## [YOUR ASSIGNMENT]
No pictures in the copy, please: retype all the records exactly.

## [EXTRACTED DATA]

---*---

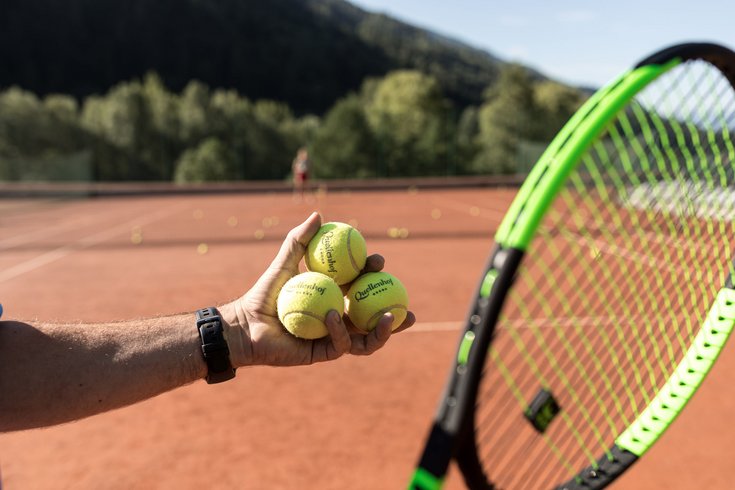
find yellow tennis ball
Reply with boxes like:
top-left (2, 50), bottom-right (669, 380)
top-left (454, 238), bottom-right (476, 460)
top-left (345, 272), bottom-right (409, 332)
top-left (277, 272), bottom-right (344, 339)
top-left (305, 222), bottom-right (367, 285)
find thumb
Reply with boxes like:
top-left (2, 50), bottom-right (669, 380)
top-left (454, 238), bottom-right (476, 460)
top-left (268, 212), bottom-right (321, 273)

---*---

## [EXPECTED ANSWER]
find yellow tennis ball
Reply with boxes like:
top-left (2, 50), bottom-right (669, 380)
top-left (454, 238), bottom-right (476, 460)
top-left (345, 272), bottom-right (409, 332)
top-left (277, 272), bottom-right (344, 339)
top-left (305, 222), bottom-right (367, 285)
find thumb
Reply with boxes like:
top-left (2, 50), bottom-right (669, 380)
top-left (454, 238), bottom-right (476, 460)
top-left (268, 212), bottom-right (321, 273)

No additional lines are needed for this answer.